* **Excerpted records**
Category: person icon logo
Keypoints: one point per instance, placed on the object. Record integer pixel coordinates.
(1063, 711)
--
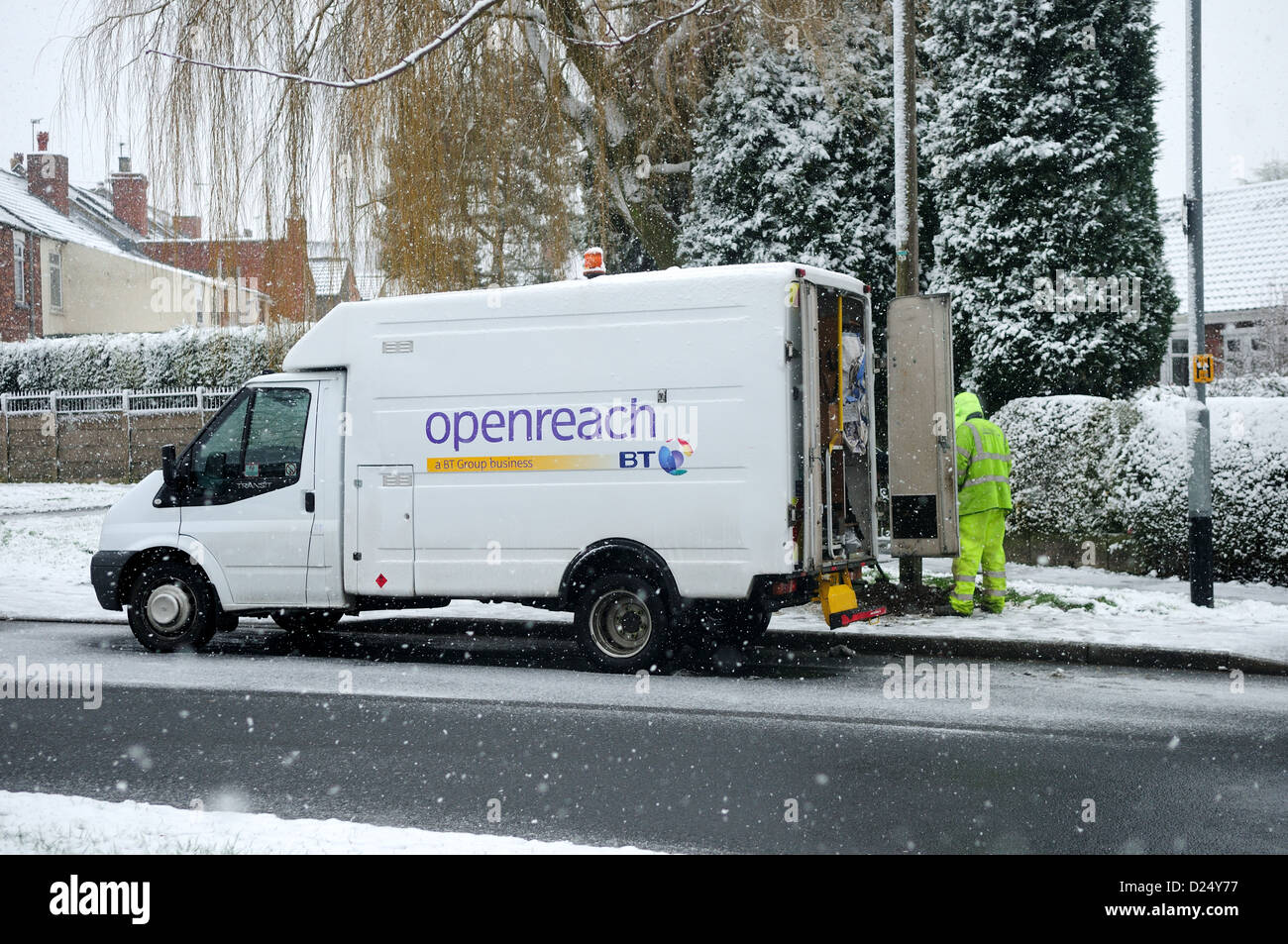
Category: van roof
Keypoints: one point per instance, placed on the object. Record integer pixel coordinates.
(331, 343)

* **Problem requirements**
Copy the material verbatim, starting at the line that contains "Category: person icon logo" and ending at the line that contains "(1063, 711)". Include both of those lines.

* **Finished task**
Category: person icon logo
Keypoints: one point per instance, placed on the object. Record integer pixel coordinates.
(1063, 711)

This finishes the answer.